- Opening Delimiter -

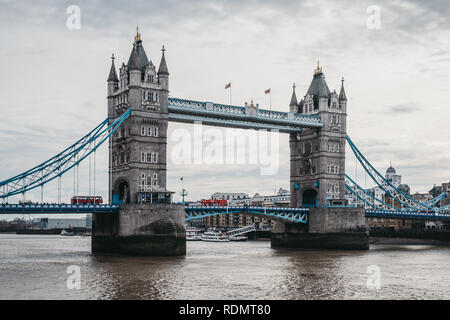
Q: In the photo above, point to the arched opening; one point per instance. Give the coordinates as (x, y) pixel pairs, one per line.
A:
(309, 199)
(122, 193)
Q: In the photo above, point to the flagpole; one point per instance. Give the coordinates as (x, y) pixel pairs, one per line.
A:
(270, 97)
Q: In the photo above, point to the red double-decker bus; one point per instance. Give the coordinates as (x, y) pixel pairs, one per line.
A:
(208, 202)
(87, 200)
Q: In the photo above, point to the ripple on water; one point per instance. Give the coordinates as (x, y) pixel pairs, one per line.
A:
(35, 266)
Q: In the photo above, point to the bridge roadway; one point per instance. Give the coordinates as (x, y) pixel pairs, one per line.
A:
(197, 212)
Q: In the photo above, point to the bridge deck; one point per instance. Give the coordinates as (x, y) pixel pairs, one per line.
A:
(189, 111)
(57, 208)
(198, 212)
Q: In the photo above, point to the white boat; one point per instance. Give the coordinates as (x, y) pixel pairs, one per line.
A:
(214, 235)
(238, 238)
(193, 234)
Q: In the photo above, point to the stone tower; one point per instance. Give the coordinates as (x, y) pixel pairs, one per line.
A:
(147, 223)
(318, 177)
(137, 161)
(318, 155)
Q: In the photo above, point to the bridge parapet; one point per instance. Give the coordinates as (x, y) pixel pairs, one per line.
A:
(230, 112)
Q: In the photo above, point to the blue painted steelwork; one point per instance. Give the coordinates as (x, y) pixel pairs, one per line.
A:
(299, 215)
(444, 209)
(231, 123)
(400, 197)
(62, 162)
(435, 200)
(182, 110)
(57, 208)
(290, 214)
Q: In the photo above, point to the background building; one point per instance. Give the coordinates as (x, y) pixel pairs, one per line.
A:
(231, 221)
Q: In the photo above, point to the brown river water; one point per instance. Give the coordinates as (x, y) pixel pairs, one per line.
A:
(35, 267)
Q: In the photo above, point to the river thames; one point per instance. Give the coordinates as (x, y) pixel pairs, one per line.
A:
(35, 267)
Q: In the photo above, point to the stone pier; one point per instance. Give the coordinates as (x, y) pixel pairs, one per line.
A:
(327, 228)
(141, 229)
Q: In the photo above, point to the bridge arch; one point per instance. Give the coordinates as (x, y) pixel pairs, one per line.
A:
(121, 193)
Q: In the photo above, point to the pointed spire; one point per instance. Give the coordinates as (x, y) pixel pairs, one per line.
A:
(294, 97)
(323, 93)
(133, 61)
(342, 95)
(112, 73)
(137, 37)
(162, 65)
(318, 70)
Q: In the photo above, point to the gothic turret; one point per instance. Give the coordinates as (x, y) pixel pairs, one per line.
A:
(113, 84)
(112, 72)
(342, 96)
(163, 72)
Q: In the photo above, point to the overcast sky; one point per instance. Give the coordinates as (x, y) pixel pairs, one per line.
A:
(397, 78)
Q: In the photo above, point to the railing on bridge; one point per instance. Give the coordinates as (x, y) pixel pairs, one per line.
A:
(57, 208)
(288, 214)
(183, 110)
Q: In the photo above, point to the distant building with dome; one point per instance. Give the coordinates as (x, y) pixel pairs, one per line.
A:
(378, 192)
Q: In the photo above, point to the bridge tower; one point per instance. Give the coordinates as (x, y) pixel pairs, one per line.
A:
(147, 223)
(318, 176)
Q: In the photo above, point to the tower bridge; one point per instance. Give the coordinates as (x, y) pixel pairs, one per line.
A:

- Closing Delimiter -

Required work |
Reproduce each line from the listing above that includes the word "river".

Task solution |
Q: In the photo above, point to the brown river water; one point per instance. Give the coordinates as (x, y) pixel pairs, one per line.
Q: In the photo above, point to the river thames; one point per instance. Give the coordinates as (x, y) pixel pairs, one per line.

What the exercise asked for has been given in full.